Passage extrait:
· · · ·

Le 11 novembre, lors d’un débat à Toronto, Bernard Landry a émis l’hypothèse que l’une des conséquences dramatiques de la défaite des Français sur les Plaines d’Abraham (1759) avait été que, coupés de tout lien avec la mère patrie, les Canayens furent par la même occasion privés aussi de vin. Une tragédie dit M. Landry.
Le Canada privé de vin par la Conquête ? Il faut nuancer. Il faut d’abord se poser la question à savoir quelle importance avait le vin dans la colonie et, surtout, qui en buvait ? Il faut aussi voir ce que l’occupation anglaise a changé.
Tout au long du XVIIo siècle, on a d’abord tenté de faire du vin avec ce que le pays avait à offrir, les vignes indigènes qui poussaient ici. Ces vignes donnaient peu de vin et, surtout, du vin de bien mauvaise qualité. On a ensuite (surtout au XVIIIo siècle) tenté de faire pousser ici des vignes importées de France. Elles n’ont pas résisté aux durs hivers canadiens. Il a donc fallu se résigner. Pour boire du vin, il fallait l’importer de France. Mais à quel prix ?

· · · ·

Enregistrements extraits:
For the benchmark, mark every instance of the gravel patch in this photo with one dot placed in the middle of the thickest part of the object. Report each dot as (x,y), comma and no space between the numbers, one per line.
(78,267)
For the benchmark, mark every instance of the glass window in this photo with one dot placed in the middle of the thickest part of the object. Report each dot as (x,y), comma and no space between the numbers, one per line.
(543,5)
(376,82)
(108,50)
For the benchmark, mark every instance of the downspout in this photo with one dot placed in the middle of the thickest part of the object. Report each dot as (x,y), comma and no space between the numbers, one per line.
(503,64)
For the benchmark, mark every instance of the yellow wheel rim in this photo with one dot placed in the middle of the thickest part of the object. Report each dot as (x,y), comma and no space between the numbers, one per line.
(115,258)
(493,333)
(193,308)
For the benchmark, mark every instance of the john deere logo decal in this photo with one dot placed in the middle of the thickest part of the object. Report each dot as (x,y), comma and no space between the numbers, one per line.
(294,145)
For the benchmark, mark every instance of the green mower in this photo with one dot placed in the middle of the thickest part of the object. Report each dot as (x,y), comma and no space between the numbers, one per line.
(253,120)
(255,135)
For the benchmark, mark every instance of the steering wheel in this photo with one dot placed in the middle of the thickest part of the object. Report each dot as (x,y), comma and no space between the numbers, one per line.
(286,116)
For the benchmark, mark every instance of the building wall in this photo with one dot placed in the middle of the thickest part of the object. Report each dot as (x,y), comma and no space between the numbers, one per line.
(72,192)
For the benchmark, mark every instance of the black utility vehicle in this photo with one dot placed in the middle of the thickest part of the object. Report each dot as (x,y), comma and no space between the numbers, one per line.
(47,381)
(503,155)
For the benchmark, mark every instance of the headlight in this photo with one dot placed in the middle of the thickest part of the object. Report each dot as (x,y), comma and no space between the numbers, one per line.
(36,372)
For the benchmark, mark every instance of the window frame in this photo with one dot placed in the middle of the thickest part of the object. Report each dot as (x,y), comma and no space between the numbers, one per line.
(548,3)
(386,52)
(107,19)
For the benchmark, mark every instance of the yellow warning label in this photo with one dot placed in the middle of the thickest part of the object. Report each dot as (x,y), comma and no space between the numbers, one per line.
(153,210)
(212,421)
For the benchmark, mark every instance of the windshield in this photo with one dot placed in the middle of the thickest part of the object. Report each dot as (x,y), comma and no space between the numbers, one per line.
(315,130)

· · · ·

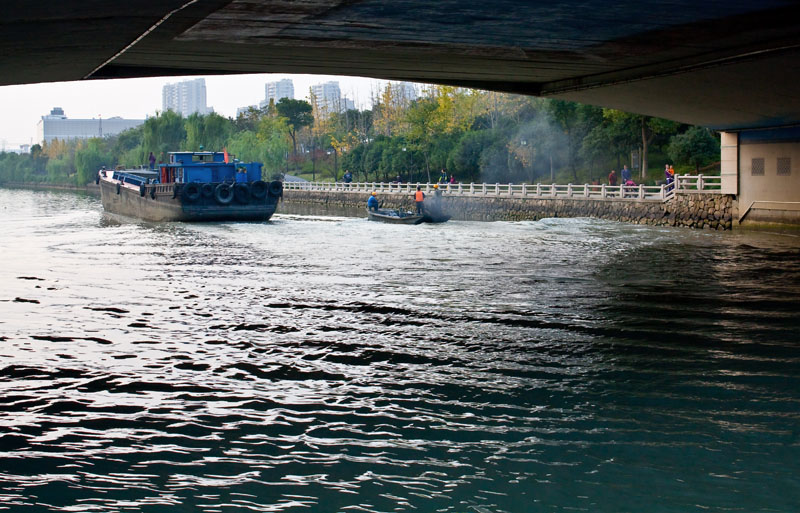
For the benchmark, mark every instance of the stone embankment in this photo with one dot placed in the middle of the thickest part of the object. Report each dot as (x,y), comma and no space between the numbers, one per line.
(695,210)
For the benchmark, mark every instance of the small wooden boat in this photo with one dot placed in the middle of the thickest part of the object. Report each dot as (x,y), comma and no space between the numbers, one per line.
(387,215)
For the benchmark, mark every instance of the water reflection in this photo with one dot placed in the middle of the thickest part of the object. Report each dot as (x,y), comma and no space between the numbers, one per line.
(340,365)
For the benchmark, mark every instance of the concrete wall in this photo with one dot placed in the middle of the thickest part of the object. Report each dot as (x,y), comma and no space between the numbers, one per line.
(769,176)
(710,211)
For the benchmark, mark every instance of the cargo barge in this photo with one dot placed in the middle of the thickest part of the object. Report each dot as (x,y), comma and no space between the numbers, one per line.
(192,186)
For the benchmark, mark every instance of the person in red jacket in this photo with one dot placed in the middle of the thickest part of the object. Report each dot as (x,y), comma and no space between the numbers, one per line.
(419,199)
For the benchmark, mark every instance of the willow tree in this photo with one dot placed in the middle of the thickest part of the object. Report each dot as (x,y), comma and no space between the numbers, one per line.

· · · ·

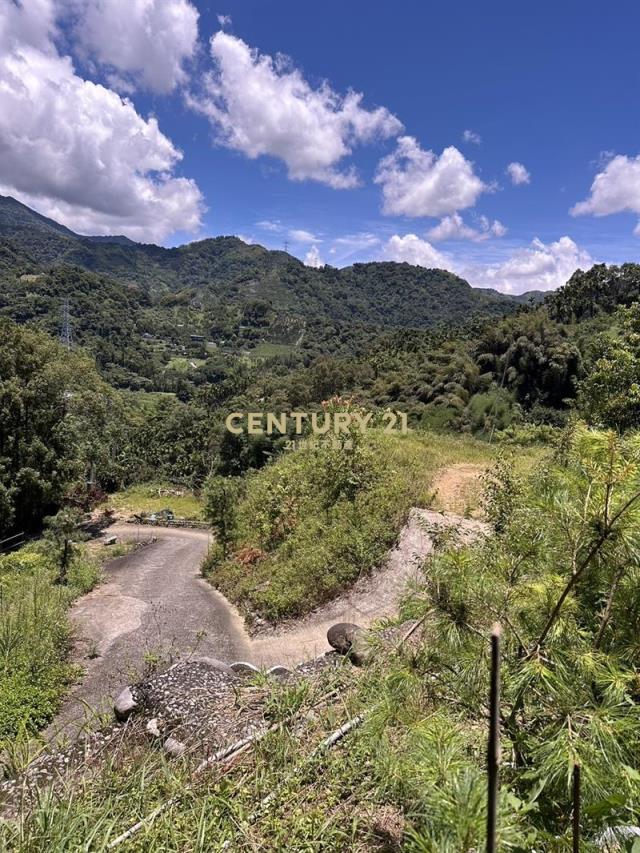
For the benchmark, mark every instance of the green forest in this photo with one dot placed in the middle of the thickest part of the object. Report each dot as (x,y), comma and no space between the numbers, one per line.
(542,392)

· · · ·

Reproduisez à l'identique le passage consacré au vin et à la Conquête, entre « Le 11 novembre, lors » et « dit M. Landry. », inclus. Appuyez-vous uniquement sur le passage consacré au vin et à la Conquête.

Réponse ci-dessous:
Le 11 novembre, lors d’un débat à Toronto, Bernard Landry a émis l’hypothèse que l’une des conséquences dramatiques de la défaite des Français sur les Plaines d’Abraham (1759) avait été que, coupés de tout lien avec la mère patrie, les Canayens furent par la même occasion privés aussi de vin. Une tragédie dit M. Landry.